### Por hacer
A. Cambia "flores" por "rosas" y reproduce el texto sobre José Ramón Recalde entre "José Ramón Recalde: un" y "(Pablo Neruda, 1973)", ambos incluidos.
B. Localiza todas las filas de los registros que contienen la palabra "cardboard" y cópialas.

### Fragmento del texto
++++++

23 de septiembre de 2000

José Ramón Recalde: un recuerdo y un símbolo de libertad



El Norte de Castilla, 23 de Septiembre de 2000



Podrán destruir todas las flores, pero nunca detendrán la primavera” (Pablo Neruda, 1973)

Sucedió en Valladolid hace ya tres décadas, y, a pesar del tiempo transcurrido, permanece todavía lúcida en la memoria de quienes la compartimos la experiencia vivida cuando José Ramón Recalde pronunció una conferencia sobre “ Derechos Humanos y Sociedad Democrática” en la Facultad de Derecho. No hace mucho tuve ocasión de comprobarlo cuando, a comienzos de este año, salió a relucir la evocación y el significado de aquel acto en una agradable conversación mantenida con uno de sus hijos, con motivo de su presencia en nuestra Universidad como profesor invitado en uno de los Cursos del Centro Buendía. Según me dijo, habían sido muchos los testimonios recibidos sobre el alcance que las palabras pronunciadas por su padre habían tenido en el recinto vallisoletano a finales de los sesenta, cuando la intervención del entonces joven jurista constituyó un soplo de libertad y una prueba de rigor intelectual de los que tan necesitado se encontraba el mediocre ambiente universitario de la época.

++++++

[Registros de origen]
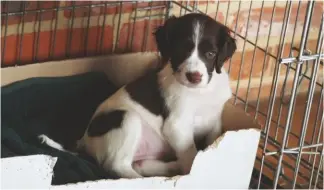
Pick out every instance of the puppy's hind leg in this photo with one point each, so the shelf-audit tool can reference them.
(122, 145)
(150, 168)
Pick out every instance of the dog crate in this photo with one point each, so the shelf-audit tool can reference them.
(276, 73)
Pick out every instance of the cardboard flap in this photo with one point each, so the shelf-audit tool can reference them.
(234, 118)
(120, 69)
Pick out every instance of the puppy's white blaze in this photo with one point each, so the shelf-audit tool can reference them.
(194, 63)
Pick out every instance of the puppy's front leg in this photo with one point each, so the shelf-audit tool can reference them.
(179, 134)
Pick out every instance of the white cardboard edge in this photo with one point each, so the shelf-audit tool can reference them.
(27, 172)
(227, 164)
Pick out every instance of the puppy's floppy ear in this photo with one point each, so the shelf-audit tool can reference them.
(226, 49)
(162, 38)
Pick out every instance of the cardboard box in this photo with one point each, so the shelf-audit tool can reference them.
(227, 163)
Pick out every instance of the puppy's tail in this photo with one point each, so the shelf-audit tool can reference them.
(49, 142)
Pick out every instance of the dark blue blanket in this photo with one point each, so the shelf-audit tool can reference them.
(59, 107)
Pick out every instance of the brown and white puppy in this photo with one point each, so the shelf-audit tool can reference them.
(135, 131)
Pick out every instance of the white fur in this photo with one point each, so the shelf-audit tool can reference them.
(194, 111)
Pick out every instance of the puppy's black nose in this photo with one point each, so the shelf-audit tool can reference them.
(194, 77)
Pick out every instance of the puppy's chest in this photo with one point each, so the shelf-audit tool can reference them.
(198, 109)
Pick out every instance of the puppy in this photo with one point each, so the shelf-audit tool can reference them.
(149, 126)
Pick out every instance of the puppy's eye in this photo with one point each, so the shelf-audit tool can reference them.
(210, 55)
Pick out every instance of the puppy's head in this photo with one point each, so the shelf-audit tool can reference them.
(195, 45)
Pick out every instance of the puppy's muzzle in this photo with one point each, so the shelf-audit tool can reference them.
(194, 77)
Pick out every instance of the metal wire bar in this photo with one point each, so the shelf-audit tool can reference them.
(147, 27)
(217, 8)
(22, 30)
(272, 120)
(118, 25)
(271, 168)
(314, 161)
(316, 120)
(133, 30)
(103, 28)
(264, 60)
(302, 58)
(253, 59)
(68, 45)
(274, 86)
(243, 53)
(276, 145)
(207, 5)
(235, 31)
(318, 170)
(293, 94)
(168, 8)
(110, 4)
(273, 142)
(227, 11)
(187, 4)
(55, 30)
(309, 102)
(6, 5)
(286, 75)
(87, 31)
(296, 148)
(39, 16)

++++++

### Soluciones por tarea
A.
José Ramón Recalde: un recuerdo y un símbolo de libertad



El Norte de Castilla, 23 de Septiembre de 2000



Podrán destruir todas las rosas, pero nunca detendrán la primavera” (Pablo Neruda, 1973)

B.
Pick out every instance of the cardboard flap in this photo with one point each, so the shelf-audit tool can reference them.
Pick out every instance of the white cardboard edge in this photo with one point each, so the shelf-audit tool can reference them.
Pick out every instance of the cardboard box in this photo with one point each, so the shelf-audit tool can reference them.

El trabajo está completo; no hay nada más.